**Problem A:** Reproduce the stretch of the course listing from "EALC 45707 Art" through "Chinese art history?" word for word.
**Problem B:** According to the course listing, what is the prerequisite for Art and Death in Pre-Modern China?
**Problem C:** Carry on the course listing from the point where it stops.

**Text shown:**
::::::

EALC 45707 Art and Death in Pre-Modern China

(ARTH 45707)

What the heck does art have to do with death? Most obviously, this course examines artifacts manufactured and used specifically for mortuary purposes in pre-modern China. It investigates how art is defined through the context and space of the dead and what significance art had when produced and when it functions as such. Less obviously, this course will also study how and why art was ever produced in relation to death, asking: In what ways does art express, convey, or discourse on abstract notions and ideas of death, and can we come to an understanding of a visual and material culture, or cultures, of death in pre-modern China from such a study? Finally, what is the mortality of art itself in the context of Chinese art history?

Prerequisites

This course is consent only.

2023-2024 Winter

EALC 23044/33044 Generations, Gender, and Genre in Korean Fiction & TV Drama

(GNSE 20136 / GNSE 30136, MAAD 13044)

::::::

**Recorded data:**
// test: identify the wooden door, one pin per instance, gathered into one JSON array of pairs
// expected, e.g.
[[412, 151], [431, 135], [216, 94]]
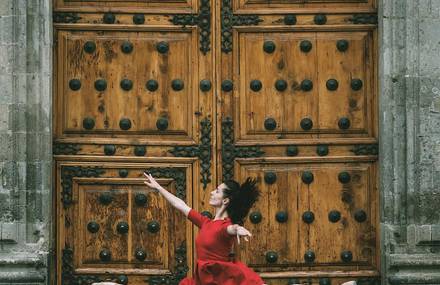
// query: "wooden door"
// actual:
[[199, 91]]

::::::

**Task output A:**
EALC 45707 Art and Death in Pre-Modern China

(ARTH 45707)

What the heck does art have to do with death? Most obviously, this course examines artifacts manufactured and used specifically for mortuary purposes in pre-modern China. It investigates how art is defined through the context and space of the dead and what significance art had when produced and when it functions as such. Less obviously, this course will also study how and why art was ever produced in relation to death, asking: In what ways does art express, convey, or discourse on abstract notions and ideas of death, and can we come to an understanding of a visual and material culture, or cultures, of death in pre-modern China from such a study? Finally, what is the mortality of art itself in the context of Chinese art history?

**Task output B:** The course is consent only.

**Task output C:**
Combining close reading and viewing with historical surveys, this seminar examines an assortment of popular literary and television dramatic texts whose production involved female writers and directors of modern or contemporary Korea. Its aim is to explore the ways in which the gendered and generational identity of the textual producers contribute to generating notable  imprints within the chosen genre in question, responding to the social, cultural, and political calls that arise from their own present time. The texts include, among others, prose fictions by Na Hye-sŏk (1897-1948), Park Wan-sŏ (1931-2011), Han Kang (1970- ), and Cho Nam-joo (1978- ) and television drama series such as The Hourglass (1995; written by Song Jina), Mr. Sunshine (2018; written by Kim Eun-sook), The Red Sleeve (2021 dir. by Chŏng Chi-in; original novel by Kang Mi-kang, 2017), and My Liberation Notes (2022; written by Park Hae-yeong). No Korean proficiency is required.

2023-2024 Winter

EALC 44705 The Long Nineteenth Century in Japanese Art

(ARTH 44705)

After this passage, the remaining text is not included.